(Data entries)

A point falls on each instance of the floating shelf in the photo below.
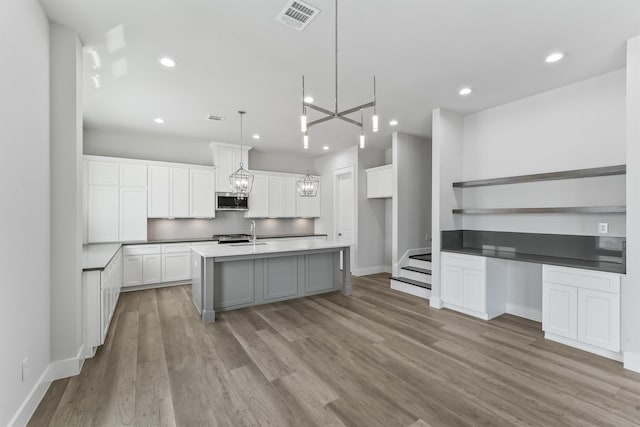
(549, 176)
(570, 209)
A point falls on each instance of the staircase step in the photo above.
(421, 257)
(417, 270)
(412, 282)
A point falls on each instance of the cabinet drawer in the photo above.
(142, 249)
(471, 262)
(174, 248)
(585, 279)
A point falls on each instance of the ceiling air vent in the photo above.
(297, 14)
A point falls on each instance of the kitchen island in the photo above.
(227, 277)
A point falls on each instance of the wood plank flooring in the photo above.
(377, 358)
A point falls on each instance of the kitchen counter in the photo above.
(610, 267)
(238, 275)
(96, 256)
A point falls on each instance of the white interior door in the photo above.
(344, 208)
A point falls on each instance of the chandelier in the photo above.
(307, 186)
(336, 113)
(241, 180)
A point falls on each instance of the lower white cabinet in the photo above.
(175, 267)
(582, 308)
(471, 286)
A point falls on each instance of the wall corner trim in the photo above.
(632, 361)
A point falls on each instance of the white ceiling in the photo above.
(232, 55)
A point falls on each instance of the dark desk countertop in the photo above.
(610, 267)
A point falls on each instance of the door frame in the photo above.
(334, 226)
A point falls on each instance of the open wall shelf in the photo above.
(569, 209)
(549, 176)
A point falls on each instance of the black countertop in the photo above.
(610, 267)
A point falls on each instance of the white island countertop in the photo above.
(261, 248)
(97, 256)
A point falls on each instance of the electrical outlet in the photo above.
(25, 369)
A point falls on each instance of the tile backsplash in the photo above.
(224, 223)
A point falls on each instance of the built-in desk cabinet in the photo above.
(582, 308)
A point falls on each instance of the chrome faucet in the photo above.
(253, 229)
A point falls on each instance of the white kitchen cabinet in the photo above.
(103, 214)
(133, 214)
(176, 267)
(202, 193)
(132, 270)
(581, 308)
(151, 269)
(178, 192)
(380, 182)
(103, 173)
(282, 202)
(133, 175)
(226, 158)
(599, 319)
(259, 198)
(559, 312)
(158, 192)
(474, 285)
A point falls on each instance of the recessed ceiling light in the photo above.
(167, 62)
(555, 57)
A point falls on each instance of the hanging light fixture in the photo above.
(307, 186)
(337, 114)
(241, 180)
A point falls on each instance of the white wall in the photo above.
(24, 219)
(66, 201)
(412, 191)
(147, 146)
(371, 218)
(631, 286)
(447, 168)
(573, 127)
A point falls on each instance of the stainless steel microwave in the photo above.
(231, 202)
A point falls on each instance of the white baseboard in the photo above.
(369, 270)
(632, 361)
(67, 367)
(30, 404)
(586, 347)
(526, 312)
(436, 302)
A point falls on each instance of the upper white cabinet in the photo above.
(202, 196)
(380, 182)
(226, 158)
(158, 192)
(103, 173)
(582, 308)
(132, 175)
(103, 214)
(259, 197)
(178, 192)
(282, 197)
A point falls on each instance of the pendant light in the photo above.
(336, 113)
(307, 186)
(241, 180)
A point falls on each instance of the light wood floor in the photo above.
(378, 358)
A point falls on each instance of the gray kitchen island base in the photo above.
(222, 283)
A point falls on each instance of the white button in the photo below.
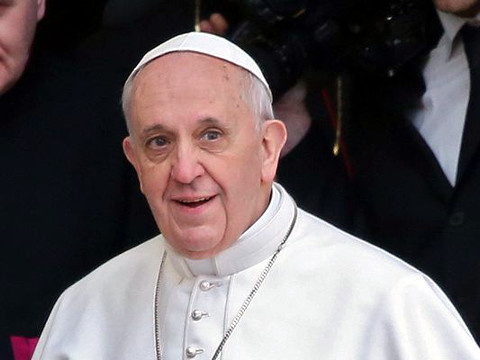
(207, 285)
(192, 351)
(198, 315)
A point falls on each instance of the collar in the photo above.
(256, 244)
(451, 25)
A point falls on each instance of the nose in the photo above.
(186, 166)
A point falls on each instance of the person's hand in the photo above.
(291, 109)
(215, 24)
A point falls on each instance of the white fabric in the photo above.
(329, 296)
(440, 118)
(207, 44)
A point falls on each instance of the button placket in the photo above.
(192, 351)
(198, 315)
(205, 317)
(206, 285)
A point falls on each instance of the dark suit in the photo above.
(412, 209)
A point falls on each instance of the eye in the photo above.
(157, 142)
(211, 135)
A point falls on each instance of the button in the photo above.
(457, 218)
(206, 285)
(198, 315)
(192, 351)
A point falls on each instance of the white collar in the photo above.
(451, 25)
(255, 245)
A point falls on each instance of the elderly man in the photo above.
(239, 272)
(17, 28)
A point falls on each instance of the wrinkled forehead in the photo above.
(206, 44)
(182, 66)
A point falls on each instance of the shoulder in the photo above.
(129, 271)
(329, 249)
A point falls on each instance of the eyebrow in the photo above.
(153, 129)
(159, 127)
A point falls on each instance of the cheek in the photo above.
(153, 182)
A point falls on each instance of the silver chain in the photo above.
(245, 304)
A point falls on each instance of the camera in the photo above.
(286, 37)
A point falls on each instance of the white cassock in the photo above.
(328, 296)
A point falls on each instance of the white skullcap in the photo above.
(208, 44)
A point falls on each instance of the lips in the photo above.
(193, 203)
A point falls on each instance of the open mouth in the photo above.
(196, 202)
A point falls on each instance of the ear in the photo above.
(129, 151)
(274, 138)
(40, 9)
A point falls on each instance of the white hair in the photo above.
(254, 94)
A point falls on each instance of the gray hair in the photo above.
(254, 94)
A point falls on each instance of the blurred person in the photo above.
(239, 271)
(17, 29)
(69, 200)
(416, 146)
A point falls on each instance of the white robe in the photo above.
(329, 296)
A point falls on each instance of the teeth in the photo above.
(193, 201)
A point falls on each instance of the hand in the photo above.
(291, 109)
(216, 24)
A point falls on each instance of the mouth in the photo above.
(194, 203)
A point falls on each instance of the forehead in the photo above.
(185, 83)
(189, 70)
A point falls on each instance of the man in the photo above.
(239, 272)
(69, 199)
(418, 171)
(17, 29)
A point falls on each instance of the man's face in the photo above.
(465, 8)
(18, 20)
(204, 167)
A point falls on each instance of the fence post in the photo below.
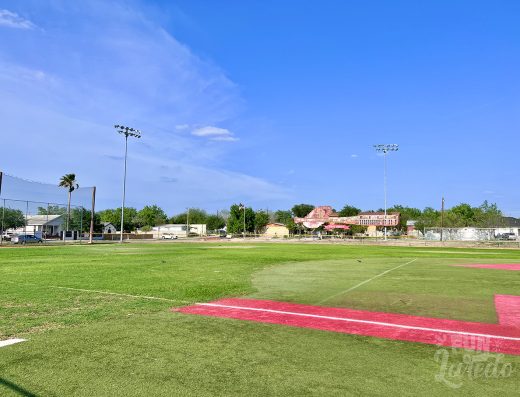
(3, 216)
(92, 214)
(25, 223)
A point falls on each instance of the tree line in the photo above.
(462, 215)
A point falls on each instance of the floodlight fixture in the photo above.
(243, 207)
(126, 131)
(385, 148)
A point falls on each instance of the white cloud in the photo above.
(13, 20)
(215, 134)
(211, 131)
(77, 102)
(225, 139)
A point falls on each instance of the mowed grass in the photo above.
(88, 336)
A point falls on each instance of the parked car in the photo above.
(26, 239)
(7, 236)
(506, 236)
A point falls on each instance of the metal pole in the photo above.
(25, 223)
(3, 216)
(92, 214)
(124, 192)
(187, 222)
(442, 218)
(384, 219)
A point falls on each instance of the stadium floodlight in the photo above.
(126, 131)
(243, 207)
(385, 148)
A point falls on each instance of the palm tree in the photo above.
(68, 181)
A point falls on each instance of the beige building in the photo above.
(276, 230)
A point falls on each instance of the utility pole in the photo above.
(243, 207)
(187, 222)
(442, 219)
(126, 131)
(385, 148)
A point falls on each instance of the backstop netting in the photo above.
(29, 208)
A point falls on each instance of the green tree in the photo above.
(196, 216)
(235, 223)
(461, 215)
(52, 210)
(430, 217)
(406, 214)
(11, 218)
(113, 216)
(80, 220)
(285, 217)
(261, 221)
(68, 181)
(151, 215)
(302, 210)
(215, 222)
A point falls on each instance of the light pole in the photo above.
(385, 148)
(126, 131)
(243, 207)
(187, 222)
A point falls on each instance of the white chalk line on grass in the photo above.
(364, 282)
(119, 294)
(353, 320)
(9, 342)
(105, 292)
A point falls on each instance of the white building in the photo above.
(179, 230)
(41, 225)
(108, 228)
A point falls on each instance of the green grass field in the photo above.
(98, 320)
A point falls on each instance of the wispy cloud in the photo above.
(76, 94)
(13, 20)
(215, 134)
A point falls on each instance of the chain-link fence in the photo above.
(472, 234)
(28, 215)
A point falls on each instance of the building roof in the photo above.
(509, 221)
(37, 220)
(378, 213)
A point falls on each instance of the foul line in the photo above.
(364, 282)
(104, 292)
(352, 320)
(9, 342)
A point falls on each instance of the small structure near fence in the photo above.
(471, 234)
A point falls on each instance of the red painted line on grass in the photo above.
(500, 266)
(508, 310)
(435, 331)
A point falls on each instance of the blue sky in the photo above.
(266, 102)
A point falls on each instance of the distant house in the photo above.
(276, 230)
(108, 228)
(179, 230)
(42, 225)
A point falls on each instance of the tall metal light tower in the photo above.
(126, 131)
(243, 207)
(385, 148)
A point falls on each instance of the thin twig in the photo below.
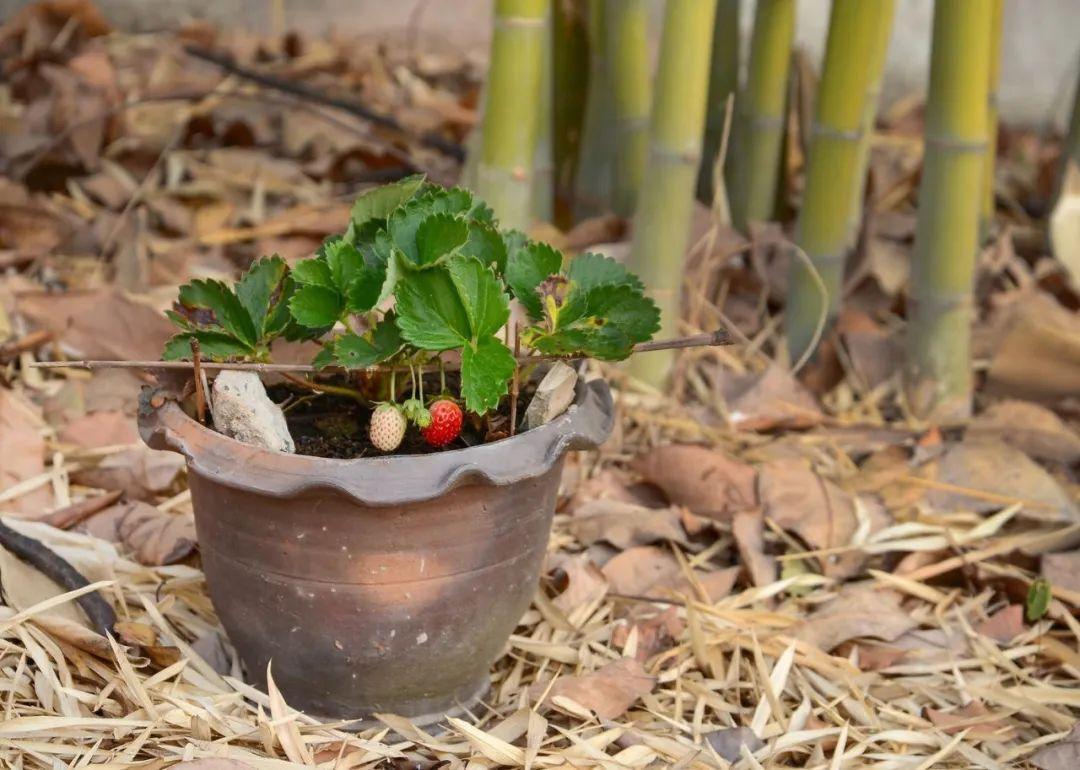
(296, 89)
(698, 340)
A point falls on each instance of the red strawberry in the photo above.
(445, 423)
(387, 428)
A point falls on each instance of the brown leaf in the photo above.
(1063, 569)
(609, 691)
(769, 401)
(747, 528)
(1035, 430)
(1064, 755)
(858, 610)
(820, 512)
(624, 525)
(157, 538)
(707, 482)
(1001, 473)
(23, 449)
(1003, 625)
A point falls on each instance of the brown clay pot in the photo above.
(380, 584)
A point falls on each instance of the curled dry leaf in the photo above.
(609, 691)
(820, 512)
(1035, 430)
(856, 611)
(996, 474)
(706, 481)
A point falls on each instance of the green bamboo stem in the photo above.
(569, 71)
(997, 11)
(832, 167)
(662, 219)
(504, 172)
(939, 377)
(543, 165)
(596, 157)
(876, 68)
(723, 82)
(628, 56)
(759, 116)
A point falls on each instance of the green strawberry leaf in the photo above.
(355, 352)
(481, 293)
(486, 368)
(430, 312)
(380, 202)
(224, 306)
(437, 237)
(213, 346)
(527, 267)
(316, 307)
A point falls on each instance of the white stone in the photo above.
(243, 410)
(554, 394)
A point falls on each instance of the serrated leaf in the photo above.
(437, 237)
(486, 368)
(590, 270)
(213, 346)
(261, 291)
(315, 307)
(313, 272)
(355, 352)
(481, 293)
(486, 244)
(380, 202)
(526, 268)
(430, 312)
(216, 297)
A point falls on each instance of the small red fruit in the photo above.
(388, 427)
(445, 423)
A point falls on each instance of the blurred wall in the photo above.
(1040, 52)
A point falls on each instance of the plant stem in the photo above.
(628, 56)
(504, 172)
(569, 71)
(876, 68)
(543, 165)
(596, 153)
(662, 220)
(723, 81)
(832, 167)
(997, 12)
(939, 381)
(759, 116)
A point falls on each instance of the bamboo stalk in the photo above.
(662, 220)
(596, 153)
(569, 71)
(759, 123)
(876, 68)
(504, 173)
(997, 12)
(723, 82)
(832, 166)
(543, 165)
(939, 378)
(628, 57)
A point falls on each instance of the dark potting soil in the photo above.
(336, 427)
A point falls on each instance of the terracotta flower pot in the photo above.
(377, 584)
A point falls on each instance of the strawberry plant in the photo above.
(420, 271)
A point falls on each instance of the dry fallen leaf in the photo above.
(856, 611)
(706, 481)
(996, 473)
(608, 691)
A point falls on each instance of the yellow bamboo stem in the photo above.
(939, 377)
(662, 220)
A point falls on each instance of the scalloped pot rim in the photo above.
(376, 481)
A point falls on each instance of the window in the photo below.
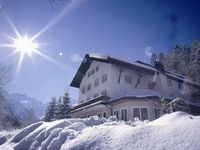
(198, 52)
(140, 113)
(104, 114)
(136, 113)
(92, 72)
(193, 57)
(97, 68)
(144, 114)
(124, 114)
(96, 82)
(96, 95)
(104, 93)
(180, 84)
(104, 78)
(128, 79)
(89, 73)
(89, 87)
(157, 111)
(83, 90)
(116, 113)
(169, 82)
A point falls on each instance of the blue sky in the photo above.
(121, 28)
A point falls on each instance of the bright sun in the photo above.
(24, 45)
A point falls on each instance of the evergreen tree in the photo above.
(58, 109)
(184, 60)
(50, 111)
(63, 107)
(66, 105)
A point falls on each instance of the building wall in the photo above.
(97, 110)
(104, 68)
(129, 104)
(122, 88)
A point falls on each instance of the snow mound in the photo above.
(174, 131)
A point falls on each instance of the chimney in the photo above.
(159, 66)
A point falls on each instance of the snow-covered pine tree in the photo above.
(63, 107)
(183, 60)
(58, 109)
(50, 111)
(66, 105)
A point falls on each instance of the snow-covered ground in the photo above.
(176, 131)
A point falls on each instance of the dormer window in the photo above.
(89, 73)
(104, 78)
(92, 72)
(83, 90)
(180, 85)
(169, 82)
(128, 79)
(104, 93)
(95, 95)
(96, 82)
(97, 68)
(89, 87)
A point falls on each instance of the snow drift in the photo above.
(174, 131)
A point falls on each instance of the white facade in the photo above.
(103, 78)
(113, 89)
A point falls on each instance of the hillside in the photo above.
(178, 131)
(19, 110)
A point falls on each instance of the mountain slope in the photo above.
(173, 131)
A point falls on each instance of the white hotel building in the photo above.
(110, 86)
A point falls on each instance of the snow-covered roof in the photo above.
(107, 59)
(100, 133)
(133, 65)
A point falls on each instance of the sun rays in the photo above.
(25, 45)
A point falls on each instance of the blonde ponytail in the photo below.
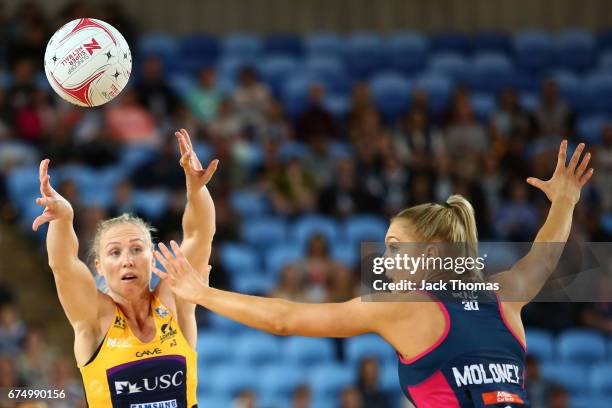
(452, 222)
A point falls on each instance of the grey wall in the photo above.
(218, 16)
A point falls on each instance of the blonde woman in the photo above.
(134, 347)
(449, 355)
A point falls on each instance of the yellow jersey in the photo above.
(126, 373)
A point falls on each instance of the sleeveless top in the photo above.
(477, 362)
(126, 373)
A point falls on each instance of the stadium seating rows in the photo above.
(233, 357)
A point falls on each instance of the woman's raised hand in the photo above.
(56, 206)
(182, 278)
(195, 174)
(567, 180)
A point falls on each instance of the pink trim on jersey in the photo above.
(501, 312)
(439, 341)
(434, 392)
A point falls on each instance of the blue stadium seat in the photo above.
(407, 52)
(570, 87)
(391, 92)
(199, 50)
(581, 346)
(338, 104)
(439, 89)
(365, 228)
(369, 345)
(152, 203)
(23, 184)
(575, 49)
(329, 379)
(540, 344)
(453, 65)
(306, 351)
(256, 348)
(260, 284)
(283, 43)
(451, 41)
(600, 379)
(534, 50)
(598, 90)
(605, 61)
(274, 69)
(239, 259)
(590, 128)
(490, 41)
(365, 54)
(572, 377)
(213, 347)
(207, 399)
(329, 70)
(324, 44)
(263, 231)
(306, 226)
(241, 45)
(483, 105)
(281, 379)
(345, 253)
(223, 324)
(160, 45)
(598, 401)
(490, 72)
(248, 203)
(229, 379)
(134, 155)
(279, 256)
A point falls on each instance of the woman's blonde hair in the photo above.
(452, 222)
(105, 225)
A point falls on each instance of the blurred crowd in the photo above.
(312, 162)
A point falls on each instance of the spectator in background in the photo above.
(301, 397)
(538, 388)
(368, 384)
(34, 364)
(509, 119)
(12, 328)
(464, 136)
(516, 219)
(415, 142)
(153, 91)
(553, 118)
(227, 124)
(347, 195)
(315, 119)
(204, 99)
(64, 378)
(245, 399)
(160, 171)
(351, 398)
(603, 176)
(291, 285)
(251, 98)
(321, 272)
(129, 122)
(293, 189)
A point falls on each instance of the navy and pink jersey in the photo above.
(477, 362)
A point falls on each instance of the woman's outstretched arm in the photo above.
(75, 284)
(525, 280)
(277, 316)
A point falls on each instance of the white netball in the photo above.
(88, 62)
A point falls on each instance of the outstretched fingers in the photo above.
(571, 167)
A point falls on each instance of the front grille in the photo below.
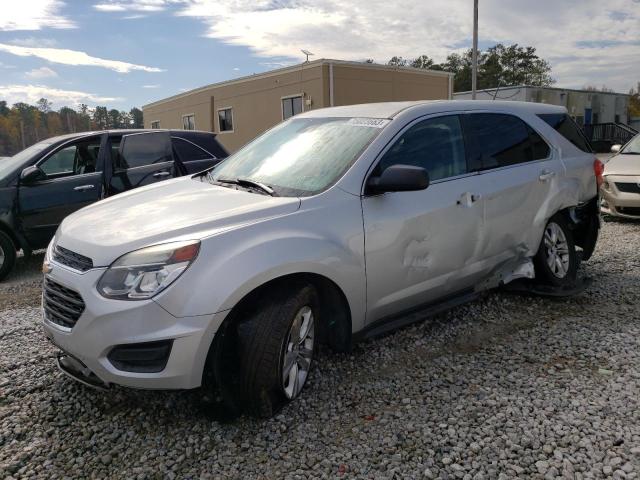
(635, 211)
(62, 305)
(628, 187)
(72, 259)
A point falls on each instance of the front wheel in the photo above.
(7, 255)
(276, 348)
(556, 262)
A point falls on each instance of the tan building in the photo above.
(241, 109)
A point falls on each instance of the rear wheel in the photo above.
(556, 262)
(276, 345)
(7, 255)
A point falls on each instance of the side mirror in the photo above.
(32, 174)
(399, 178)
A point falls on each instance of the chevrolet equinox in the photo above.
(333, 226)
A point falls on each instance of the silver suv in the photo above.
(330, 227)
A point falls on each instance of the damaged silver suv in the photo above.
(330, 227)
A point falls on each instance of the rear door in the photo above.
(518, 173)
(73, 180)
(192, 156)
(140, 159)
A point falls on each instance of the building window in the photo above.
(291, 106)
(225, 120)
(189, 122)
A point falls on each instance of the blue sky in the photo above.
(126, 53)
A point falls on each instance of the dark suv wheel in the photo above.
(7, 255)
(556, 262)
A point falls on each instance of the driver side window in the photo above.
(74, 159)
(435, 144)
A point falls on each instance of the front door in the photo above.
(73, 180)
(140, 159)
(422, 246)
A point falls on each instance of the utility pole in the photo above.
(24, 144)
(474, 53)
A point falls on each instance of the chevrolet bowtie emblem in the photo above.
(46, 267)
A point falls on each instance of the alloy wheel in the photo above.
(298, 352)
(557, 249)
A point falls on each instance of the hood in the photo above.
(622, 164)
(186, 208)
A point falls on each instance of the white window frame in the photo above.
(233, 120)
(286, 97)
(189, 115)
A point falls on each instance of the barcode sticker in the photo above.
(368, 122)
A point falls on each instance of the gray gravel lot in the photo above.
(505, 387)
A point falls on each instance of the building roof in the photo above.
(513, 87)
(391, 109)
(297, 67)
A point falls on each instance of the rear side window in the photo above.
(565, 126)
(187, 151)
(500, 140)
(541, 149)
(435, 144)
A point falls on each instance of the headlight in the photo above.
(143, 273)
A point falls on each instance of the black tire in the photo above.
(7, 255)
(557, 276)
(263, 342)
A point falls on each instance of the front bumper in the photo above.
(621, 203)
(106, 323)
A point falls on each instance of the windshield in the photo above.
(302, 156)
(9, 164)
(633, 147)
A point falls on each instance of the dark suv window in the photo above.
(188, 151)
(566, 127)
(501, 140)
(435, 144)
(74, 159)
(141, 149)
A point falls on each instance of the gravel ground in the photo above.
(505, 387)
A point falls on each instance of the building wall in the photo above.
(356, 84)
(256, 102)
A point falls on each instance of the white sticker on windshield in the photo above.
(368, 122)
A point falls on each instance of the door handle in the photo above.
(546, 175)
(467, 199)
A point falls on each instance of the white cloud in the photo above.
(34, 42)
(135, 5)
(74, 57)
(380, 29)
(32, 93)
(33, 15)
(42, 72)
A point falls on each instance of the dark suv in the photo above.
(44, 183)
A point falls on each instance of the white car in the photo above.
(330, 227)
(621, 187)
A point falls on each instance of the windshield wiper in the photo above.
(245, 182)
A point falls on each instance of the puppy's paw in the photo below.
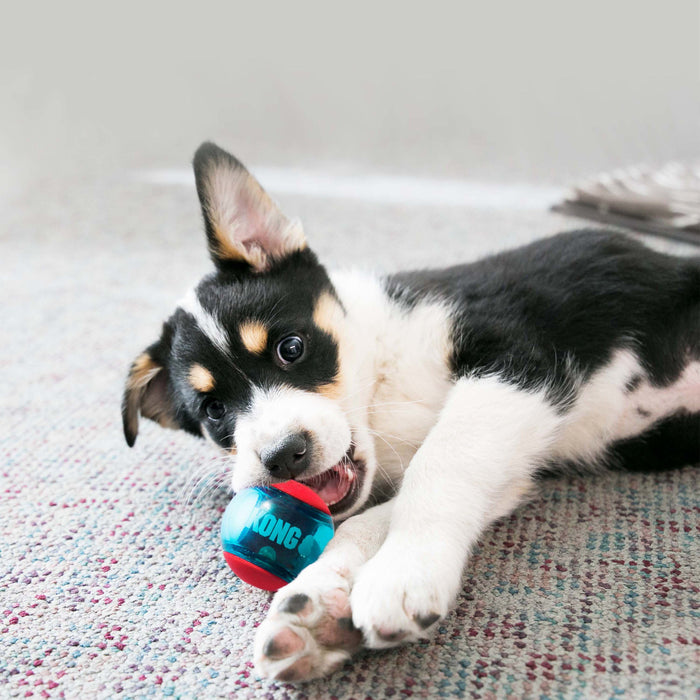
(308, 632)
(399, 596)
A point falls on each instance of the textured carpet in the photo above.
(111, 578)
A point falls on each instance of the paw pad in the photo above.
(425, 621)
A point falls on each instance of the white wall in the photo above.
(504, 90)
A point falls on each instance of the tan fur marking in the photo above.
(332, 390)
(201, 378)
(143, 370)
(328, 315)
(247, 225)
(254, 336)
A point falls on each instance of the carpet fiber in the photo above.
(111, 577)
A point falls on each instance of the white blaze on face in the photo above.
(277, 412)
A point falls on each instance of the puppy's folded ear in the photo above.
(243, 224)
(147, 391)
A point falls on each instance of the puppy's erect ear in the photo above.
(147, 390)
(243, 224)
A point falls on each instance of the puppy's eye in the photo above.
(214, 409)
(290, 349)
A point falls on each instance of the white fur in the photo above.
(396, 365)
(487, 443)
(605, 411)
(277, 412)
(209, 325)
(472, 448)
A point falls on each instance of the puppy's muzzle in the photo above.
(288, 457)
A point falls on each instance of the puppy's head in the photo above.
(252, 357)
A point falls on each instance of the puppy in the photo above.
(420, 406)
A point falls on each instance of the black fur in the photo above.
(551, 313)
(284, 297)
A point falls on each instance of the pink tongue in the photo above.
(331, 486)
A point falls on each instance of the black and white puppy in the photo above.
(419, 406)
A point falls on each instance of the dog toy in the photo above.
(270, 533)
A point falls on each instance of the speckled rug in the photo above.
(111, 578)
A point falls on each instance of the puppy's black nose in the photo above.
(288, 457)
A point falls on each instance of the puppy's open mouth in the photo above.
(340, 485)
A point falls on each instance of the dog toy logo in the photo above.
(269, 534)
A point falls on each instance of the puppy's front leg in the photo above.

(Description of the task) Copy, character for character, the lines from the line that holds "A point falls on each instance of the black fur" through the final line of the records above.

(Output for this exercise)
A point falls on each instance of the black fur in the photo above.
(551, 313)
(284, 297)
A point falls on each instance of the pink tongue in the photo above.
(331, 486)
A point falls on each instance of the black and white puppy in the photo above.
(419, 406)
A point falls on each instance of the dog toy in the photo above.
(270, 533)
A point falls on each instance of the speckled rug in the photo above.
(111, 578)
A point falls on each instance of the puppy's black nose in the photo above.
(288, 457)
A point falls on each instance of the puppy's open mouth in the photo above.
(340, 485)
A point falls on each instance of the dog toy logo in the photo above.
(269, 534)
A point falls on each instance of the puppy's front leg in the photo above.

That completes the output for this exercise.